## KUTIPAN DOKUMEN
..........
Menurut as-Suyuthi diilustrasikan dengan ungkapan فِي
بِنَائِهَا atau dalam
membangun masjid dalam bentuk bangunan.
b.
Syarah Hadits
Sebagaimana dikethaui bahwa secara etimologi kata-kata al-mubahah sepadan al-tasyyid wa al-tazyin
yang bermakna meninggikan dan mengokohkan sebuah bangunan serta
menghiasinya. Sementara secara terminologi yatabaha dalam hadits ini
adalah gambaran orang-orang Islam saling menghiasi masjid, duduk-duduk di
dalamnya, saling memamerkan (riya’) dan saling membanggakan (sum’ah)
yang pada gilirannya kemudian lupa akan dzikir dengan Allah SWT. Justru
sebaliknya, dengan masjid yang bermegah-megahan tersebut umat Islam
dikhawatirkan lalai.[29]
Sedanngkan maksud lain tentang “membanggakan” dalam dalam hadist ini adalah
bangga dengan aspek bangunan (fisik) dan aspek non-fisik.[30]
Sebab, tidak jarang dalam hati yang “membanggakan” tersebut muncul unsur seperti
riya’ dan sum’ah.
Dari beberapa pandangan ulama hadits terkait makna yatabaha
adalah adanya membanggakan baik dari aspek fisik yaitu aspek bangunan dengan
perhiasan: lukisan dan hiasan emas. Demikian halnya dengan aspek non-fisik
yaitu membanggakan dalam arti merasa megah dan banyak dari aspek jama’ahnya
maupun lainnya.
..........
Entri anotasi bentuk:
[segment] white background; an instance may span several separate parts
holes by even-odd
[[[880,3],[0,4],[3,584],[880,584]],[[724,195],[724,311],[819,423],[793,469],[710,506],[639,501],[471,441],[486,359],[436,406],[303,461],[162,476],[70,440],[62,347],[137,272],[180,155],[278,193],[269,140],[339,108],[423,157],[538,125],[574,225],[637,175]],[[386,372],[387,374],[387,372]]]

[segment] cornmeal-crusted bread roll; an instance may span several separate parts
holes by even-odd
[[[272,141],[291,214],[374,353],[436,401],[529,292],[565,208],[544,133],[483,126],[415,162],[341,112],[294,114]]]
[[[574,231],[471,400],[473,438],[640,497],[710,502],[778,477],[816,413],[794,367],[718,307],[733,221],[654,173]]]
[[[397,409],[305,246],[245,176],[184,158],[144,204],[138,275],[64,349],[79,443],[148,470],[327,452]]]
..........
## HAL YANG DIKERJAKAN
a - Dalam kutipan tentang hadits masjid, perhiasan apa saja yang disebut sebagai bagian dari aspek fisik bangunan yang dibanggakan?
b - Salin dengan persis bagian kutipan tentang hadits masjid, dimulai dari "Syarah Hadits" dan berakhir pada "riya’ dan sum’ah.".

## JAWABAN
a - Lukisan dan hiasan emas.

b -
Syarah Hadits
Sebagaimana dikethaui bahwa secara etimologi kata-kata al-mubahah sepadan al-tasyyid wa al-tazyin
yang bermakna meninggikan dan mengokohkan sebuah bangunan serta
menghiasinya. Sementara secara terminologi yatabaha dalam hadits ini
adalah gambaran orang-orang Islam saling menghiasi masjid, duduk-duduk di
dalamnya, saling memamerkan (riya’) dan saling membanggakan (sum’ah)
yang pada gilirannya kemudian lupa akan dzikir dengan Allah SWT. Justru
sebaliknya, dengan masjid yang bermegah-megahan tersebut umat Islam
dikhawatirkan lalai.[29]
Sedanngkan maksud lain tentang “membanggakan” dalam dalam hadist ini adalah
bangga dengan aspek bangunan (fisik) dan aspek non-fisik.[30]
Sebab, tidak jarang dalam hati yang “membanggakan” tersebut muncul unsur seperti
riya’ dan sum’ah.